### INSTRUCTION A
Gather every line of the listing that contains the word "life" and copy each one out.

### PAGE EXCERPT
§ §
# Oak side table, design ideas please



## LarryS. (15 Mar 2008)

All,

As my first true furniture project I want to build something simple, so I am going for a side table for coffee / tea cups in our sun lounge. I want something simple so there is less chance of [email protected] it up so have come up with the following. I'd appreciate comments on which is favoured and also on alterations that you think would make an improvement, have to say that design is not a strong point of mine so your help would be appreciated :






for comments assume table at far left is number 1, far right is number 4

number 1 is a copy of pryally's project here : 
https://www.ukworkshop.co.uk/forums/viewtopic.php?t=22847

personally I am keen on number 1


----------



## LarryS. (15 Mar 2008)

option number 5 by SWMBO :


----------



## John McM (15 Mar 2008)

No.1 hands down.


----------



## Shultzy (15 Mar 2008)

I like no.5 with perhaps a groove around the top of the legs to make the top look floating.


----------



## LarryS. (16 Mar 2008)

Shultzy":2xuz8w5s said:


> I like no.5 with perhaps a groove around the top of the legs to make the top look floating.



shultzy your suggestion was met with 'how do I clean that !'  hence looks like we're going for option 1

thanks again for the input


----------



## wizer (16 Mar 2008)
§ §
### LISTED ENTRIES
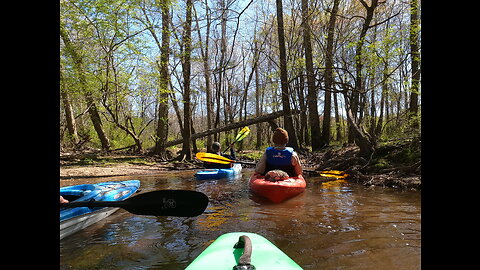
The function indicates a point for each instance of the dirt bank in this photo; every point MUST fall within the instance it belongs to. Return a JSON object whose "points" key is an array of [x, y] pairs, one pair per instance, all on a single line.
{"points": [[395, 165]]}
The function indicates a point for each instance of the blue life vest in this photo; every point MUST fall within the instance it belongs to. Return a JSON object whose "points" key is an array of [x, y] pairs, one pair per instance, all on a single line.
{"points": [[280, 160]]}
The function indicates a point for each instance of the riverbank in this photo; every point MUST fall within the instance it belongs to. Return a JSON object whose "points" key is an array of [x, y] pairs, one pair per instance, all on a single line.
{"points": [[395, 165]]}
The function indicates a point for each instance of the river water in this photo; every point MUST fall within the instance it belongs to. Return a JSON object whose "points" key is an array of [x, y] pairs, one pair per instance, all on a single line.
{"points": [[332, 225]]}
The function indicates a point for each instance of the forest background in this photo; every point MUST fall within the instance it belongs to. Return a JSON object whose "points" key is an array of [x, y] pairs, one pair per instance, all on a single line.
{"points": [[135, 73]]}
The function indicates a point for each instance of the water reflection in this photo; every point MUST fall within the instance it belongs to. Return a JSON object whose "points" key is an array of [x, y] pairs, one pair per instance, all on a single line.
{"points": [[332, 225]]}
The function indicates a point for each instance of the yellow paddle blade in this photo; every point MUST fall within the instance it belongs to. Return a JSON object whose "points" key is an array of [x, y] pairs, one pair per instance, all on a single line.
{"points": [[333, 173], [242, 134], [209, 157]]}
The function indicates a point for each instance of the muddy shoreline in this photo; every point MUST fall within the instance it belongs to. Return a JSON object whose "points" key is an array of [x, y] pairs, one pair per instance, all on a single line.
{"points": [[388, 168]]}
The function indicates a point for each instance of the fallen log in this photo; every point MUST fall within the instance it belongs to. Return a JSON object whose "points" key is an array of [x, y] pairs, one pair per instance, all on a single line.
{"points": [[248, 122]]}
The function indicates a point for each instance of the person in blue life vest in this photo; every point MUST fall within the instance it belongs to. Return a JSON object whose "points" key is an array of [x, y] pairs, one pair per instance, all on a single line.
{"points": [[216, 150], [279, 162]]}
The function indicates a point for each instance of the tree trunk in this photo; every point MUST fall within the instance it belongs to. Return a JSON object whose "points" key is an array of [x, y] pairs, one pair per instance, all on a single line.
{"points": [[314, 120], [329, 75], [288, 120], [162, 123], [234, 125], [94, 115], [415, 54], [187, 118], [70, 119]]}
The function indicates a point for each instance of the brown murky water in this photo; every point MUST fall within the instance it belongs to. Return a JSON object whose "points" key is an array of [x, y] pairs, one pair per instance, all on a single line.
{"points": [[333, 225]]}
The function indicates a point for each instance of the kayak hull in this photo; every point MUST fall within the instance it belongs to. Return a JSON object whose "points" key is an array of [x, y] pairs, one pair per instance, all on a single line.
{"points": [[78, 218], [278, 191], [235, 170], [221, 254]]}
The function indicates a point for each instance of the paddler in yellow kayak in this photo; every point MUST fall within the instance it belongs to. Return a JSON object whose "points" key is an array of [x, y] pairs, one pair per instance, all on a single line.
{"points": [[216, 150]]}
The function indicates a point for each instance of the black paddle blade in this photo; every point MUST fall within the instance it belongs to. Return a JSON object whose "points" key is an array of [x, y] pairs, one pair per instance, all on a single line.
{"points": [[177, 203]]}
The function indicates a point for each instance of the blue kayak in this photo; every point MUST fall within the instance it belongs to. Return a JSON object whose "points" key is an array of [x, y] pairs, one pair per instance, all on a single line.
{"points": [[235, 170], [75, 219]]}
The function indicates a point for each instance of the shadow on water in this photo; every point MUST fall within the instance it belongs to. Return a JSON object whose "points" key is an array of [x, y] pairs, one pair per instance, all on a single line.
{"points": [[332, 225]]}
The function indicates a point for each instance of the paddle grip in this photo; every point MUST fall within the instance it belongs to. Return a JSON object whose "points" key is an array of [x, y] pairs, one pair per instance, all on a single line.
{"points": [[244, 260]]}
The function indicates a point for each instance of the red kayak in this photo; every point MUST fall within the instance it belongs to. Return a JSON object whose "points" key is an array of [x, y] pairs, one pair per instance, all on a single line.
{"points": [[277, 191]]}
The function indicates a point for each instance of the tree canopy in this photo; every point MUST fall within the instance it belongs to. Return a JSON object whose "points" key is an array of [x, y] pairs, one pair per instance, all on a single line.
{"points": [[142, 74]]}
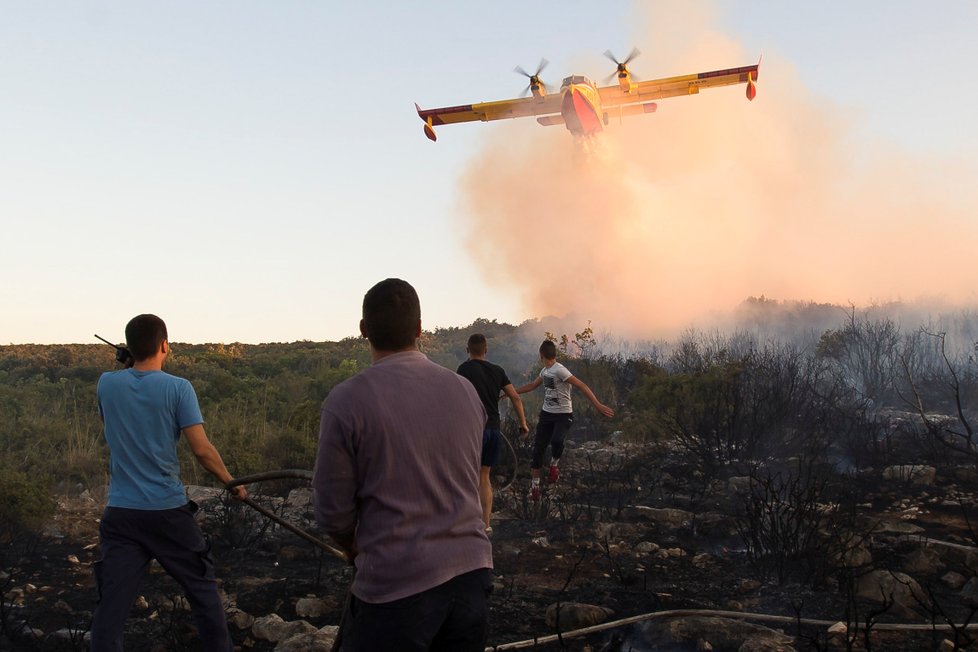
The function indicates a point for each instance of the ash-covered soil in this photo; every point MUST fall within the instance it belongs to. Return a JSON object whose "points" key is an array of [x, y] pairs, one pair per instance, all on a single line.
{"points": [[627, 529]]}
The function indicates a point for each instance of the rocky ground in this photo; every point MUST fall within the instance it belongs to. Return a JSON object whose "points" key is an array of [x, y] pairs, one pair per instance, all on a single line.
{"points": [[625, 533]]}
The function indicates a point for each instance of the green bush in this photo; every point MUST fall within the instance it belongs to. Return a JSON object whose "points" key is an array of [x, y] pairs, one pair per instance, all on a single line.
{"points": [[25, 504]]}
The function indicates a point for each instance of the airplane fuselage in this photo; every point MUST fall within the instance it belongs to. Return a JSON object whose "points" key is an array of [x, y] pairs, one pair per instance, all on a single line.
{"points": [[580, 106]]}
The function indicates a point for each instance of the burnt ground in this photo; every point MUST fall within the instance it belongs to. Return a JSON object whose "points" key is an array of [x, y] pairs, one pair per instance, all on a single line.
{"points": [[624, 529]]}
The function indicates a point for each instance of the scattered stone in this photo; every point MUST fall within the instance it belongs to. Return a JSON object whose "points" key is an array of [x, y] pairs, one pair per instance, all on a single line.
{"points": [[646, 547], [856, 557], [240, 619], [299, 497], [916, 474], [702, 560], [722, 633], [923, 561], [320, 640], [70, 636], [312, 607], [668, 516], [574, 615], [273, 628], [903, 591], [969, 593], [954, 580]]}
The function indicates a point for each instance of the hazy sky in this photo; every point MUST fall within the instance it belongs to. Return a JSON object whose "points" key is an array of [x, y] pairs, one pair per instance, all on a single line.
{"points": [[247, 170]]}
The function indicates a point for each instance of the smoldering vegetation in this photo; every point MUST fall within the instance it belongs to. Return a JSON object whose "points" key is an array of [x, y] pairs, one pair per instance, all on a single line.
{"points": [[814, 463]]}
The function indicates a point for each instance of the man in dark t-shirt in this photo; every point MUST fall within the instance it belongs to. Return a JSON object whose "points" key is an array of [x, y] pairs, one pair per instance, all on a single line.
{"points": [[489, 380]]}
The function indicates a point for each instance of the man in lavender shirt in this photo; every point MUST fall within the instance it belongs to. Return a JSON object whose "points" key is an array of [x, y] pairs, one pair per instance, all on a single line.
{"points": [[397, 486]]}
§ §
### INSTRUCTION B
Name each username that heads a post in the oak side table thread, listing each only once.

### CORRECT OUTPUT A
The function indicates a point for each instance of the blue life vest in this photo; every point MUST fall within the instance it belongs to. Return a JSON object whose "points" key is an array of [x, y] pairs, one pair per instance, all on a single line.
The function indicates a point for each instance of the person in blue life vest in this photo; every point MUST fall within the instance it belongs to. Return a JSON object whose "points" key is an array of [x, y] pairs, one pair per instance, all on a single line.

### CORRECT OUTPUT B
LarryS.
John McM
Shultzy
wizer